┌──
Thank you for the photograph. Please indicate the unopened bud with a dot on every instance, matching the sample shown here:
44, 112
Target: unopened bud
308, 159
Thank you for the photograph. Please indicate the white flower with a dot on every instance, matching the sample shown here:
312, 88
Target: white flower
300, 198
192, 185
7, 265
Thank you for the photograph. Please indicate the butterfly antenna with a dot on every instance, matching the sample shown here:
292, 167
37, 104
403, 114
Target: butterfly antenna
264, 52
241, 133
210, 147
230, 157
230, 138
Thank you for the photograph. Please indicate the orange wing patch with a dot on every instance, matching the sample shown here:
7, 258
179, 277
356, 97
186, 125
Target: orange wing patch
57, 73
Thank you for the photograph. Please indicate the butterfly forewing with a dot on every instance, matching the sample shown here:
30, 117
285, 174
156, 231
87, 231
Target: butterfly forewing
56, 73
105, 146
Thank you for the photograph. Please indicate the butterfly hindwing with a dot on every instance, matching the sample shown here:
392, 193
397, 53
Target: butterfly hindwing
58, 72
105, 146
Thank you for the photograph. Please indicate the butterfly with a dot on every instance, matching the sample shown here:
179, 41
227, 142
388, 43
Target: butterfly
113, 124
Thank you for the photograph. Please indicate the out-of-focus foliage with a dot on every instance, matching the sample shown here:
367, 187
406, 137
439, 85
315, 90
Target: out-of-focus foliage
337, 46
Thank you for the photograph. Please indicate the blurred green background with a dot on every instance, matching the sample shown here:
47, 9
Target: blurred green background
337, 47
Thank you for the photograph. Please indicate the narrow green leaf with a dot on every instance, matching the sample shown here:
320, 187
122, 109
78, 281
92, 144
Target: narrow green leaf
└──
> YOUR TASK: Quote all of the entries above word for word, keeping each line as it appears.

> RESULT FOR THIS EXERCISE:
Thank you for the photograph. Please indicate the unopened bud with a dot on every instance, matching the sample shown here:
44, 112
Target: unopened bud
308, 159
Thank you for the photograph. Please indicate the white flower with a dot on every instance, matching the sample shown here:
312, 88
Target: white flower
300, 198
192, 185
7, 265
Thank you for the photograph. Please indicate the butterfly antenna with a dot on every instance, matching the sample shown here:
292, 167
37, 104
403, 114
Target: butterfly antenna
264, 52
241, 133
210, 147
230, 157
230, 138
Thank you for the photograph. Please indicate the orange wing patch with a dot on every instance, matching the sample shown here:
7, 258
179, 277
356, 97
186, 125
Target: orange wing patch
57, 73
Thank you for the photograph. Please indicate the butterfly forewing with a dot on every instance, matching the sample shown here:
30, 117
285, 174
156, 231
87, 231
Target: butterfly forewing
56, 73
105, 146
Thank you for the photograph. Please indicate the butterfly hindwing with a dot on every instance, matching the sample shown here:
392, 193
397, 53
Target: butterfly hindwing
58, 72
105, 146
Thank you for the photograph. Please indicate the butterfly with a dot on every instance, matching the sample shown here:
179, 41
227, 142
388, 43
Target: butterfly
113, 124
Thank you for the photograph. Please indicate the out-of-focus foliage with a dot on every instance, matching the sample shown here:
367, 187
406, 137
439, 85
315, 90
Target: out-of-focus foliage
337, 46
Thank you for the photograph. Please indicate the blurred green background with a dot on every instance, matching the sample shown here:
47, 9
Target: blurred green background
337, 47
Thank you for the photograph. Please indicate the narrow green leaf with a dot on every instance, matching the sample shown here:
320, 187
122, 109
78, 281
92, 144
Target: narrow green leaf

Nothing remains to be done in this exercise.